- _TÂCHES ET EXERCICES_:
1. Recopiez à l'identique le passage de l'extrait sur le prix des céréales commençant par « L’annonce de ce » et allant jusqu'à « famine est réelle. ».
2. D'après l'extrait sur le prix des céréales, qu'a-t-on dû faire d'un très grand nombre de bêtes en Somalie ?
3. Rédigez la suite de l'extrait sur le prix des céréales, à partir de sa dernière phrase.
━━ TEXTE DE LA PAGE ━━
L’annonce de ce week-end va inévitablement provoquer une augmentation du prix des céréales sur les marchés internationaux. "Cette annonce aggrave encore la situation de ces pays qui était déjà extrêmement inquiétante étant donné les sécheresses de l’été et la pluviométrie dans certains pays qui ont détruit les récoltes. Dans un pays comme la Somalie par exemple, un très grand nombre de bêtes ont dû être tuées parce qu’on n’avait plus de fourrage pour les nourrir. On a donc une situation déjà extrêmement périlleuse à laquelle vient s’ajouter maintenant le risque d’une augmentation brutale des prix des céréales sur les marchés internationaux. La crainte d’une famine est réelle", insiste Olivier de Schutter.

La situation était déjà extrêmement périlleuse mais là, avec la hausse des prix, la crainte d’une famine est réelle.
━━━
━━ DONNÉES FOURNIES ━━
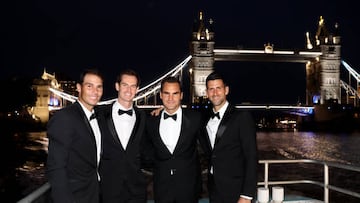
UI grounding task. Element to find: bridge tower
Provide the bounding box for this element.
━━━
- _RÉPONSES_:
1.
L’annonce de ce week-end va inévitablement provoquer une augmentation du prix des céréales sur les marchés internationaux. "Cette annonce aggrave encore la situation de ces pays qui était déjà extrêmement inquiétante étant donné les sécheresses de l’été et la pluviométrie dans certains pays qui ont détruit les récoltes. Dans un pays comme la Somalie par exemple, un très grand nombre de bêtes ont dû être tuées parce qu’on n’avait plus de fourrage pour les nourrir. On a donc une situation déjà extrêmement périlleuse à laquelle vient s’ajouter maintenant le risque d’une augmentation brutale des prix des céréales sur les marchés internationaux. La crainte d’une famine est réelle", insiste Olivier de Schutter.

La situation était déjà extrêmement périlleuse mais là, avec la hausse des prix, la crainte d’une famine est réelle.

2. Elles ont dû être tuées, faute de fourrage pour les nourrir.

3.
Avant la guerre en Ukraine, les Nations unies estimaient que 276 millions de personnes étaient confrontées à une insécurité alimentaire grave dans le monde. "Depuis, ce chiffre est monté à 345 millions de personnes", souligne David Beasley, le directeur exécutif du Programme alimentaire mondial (PAM). 

"Or", prévient l’ancien Rapporteur spécial des Nations unies pour le droit à l’alimentation, "aider ces pays sur le plan alimentaire sera beaucoup plus coûteux et difficile si les prix des importations s’élèvent comme on peut le redouter après cette annonce."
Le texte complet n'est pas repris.